#### [Your instructions]
Output exactly, please, the lines of the records below from the one containing "Can you locate the bronze" through the final line.

#### [Data records]

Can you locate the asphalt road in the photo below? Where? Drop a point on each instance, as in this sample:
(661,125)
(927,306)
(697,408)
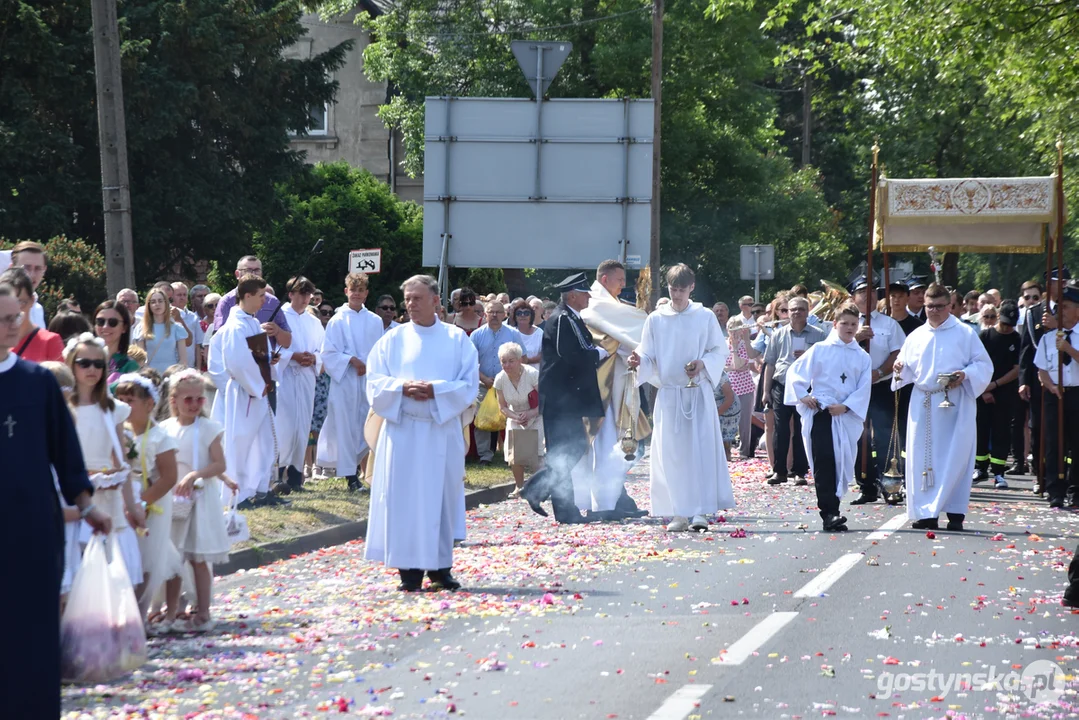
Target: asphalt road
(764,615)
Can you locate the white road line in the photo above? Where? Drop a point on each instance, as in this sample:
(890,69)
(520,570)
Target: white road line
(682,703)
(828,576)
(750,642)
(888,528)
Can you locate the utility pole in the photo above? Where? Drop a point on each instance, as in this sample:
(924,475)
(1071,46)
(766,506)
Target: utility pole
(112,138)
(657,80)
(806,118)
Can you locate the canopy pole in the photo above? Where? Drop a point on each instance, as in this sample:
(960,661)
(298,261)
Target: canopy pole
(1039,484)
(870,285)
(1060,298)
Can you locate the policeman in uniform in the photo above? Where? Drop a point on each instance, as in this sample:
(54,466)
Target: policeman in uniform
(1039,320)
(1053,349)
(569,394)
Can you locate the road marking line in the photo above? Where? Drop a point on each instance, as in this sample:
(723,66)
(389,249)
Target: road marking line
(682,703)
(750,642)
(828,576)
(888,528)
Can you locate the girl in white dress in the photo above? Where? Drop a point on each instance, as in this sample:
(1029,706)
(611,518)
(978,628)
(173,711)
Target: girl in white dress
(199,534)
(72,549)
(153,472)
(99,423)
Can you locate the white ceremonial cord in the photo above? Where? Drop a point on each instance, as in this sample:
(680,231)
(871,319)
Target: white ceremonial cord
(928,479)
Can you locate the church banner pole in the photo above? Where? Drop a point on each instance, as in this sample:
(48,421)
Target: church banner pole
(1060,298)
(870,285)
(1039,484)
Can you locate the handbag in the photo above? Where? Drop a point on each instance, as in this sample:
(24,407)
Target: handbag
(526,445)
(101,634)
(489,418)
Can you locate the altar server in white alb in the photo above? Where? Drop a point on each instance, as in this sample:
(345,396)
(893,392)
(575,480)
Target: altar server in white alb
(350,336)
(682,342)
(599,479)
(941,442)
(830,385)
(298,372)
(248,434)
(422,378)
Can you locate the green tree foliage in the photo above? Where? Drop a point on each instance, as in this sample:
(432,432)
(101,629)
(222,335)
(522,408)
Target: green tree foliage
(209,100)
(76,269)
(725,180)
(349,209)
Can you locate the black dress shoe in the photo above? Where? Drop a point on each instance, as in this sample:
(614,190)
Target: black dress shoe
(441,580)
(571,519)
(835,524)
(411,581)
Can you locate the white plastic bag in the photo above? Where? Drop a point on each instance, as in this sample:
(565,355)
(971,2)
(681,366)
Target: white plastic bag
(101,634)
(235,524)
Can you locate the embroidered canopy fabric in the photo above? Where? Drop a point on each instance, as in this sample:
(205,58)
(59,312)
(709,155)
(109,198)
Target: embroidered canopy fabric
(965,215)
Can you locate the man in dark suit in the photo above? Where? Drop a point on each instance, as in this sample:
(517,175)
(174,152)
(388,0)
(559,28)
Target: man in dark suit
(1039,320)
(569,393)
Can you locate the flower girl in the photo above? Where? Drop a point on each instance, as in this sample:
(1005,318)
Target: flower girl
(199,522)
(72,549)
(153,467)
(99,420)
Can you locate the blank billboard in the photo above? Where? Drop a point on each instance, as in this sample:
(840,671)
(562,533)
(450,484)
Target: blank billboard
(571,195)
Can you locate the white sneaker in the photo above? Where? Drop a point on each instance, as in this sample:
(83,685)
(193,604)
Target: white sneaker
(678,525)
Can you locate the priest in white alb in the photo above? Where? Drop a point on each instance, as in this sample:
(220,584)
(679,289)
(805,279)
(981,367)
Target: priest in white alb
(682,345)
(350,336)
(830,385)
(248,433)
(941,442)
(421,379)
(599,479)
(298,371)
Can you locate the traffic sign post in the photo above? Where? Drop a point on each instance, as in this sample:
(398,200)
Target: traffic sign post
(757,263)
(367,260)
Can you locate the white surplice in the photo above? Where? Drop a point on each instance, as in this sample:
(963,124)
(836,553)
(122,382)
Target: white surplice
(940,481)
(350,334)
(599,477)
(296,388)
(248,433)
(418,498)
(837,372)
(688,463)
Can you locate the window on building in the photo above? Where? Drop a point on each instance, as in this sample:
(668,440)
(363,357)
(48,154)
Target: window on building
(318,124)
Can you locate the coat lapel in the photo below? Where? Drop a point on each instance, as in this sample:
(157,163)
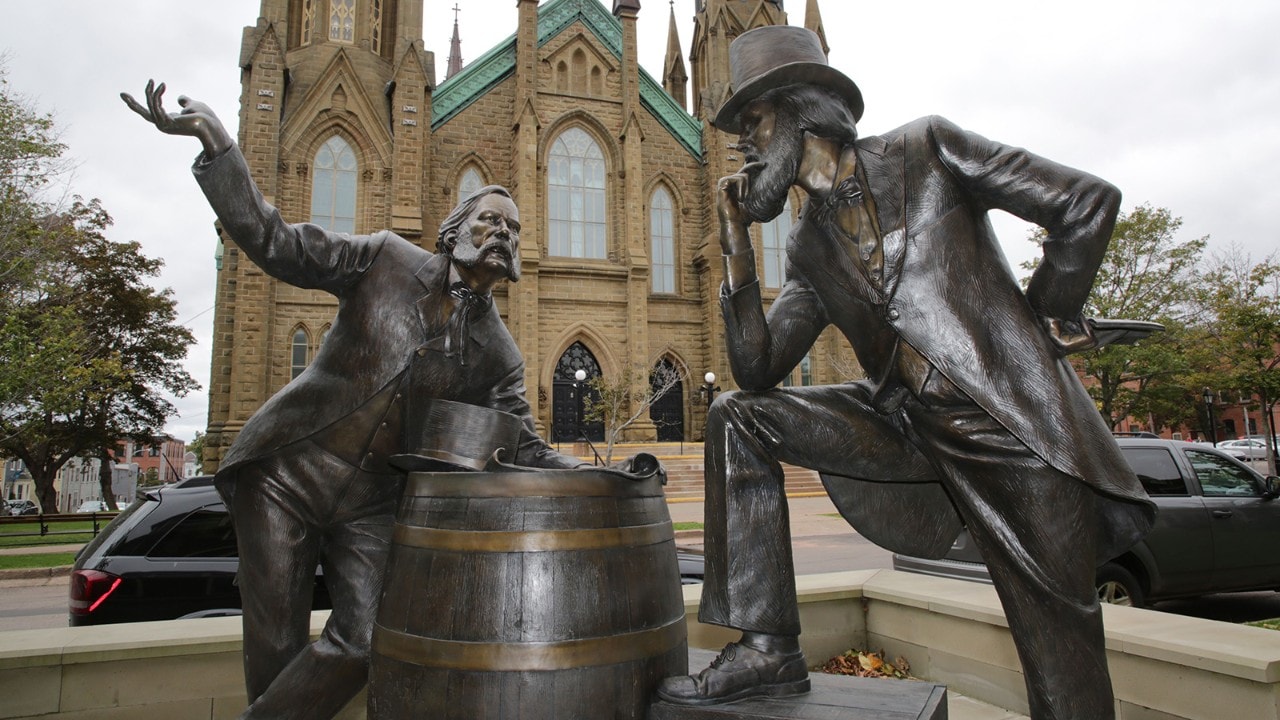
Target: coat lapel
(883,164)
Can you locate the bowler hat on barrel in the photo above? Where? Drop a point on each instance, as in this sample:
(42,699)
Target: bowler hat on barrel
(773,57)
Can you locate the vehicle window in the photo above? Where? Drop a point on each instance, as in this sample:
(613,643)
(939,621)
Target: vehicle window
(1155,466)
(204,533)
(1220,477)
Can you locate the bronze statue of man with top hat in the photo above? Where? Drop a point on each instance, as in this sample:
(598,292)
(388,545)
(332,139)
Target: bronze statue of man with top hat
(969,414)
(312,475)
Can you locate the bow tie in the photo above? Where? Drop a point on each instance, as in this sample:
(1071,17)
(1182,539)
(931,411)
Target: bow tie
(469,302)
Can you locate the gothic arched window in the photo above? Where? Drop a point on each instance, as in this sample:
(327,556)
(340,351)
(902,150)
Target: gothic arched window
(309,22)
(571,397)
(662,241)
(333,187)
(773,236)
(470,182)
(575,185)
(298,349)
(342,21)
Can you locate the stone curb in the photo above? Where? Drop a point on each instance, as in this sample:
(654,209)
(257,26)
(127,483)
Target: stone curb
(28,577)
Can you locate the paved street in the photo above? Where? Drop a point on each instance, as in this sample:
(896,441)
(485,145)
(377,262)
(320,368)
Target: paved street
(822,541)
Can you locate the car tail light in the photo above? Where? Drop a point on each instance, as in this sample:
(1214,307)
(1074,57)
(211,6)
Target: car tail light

#### [The response]
Can you locate the bronze statue of man with top hat in the photo above? Where? Drop a point on each instance, as in this sample:
(598,292)
(388,545)
(332,139)
Target: bronze statue of man with top hat
(969,414)
(312,475)
Can you locate the bow tie in the photo above? Where? Drop a point on each instance, as in this sample:
(1071,17)
(1182,539)
(931,411)
Target: bow tie
(469,302)
Can you locate the gothic arched window in the photo above? Where? Drop a point on each instance, as in this sample:
(327,556)
(340,351)
(902,150)
Target: gothic arched window
(309,22)
(571,397)
(662,241)
(333,187)
(773,236)
(470,182)
(575,185)
(298,349)
(342,21)
Can you locate the stone curb in the photo above? Where? Drop a point on each instance, as in this sample:
(654,209)
(257,26)
(127,483)
Target: stone curb
(28,577)
Can you locate the paved street in the photo above? Where? Drop a point on each instance, as in this sample:
(896,441)
(485,145)
(377,262)
(320,368)
Target: paved street
(822,541)
Can you locate the car tail light in the photo above? Where? Drop a point on each instance, as in this sample:
(1214,307)
(1074,57)
(211,6)
Target: car tail light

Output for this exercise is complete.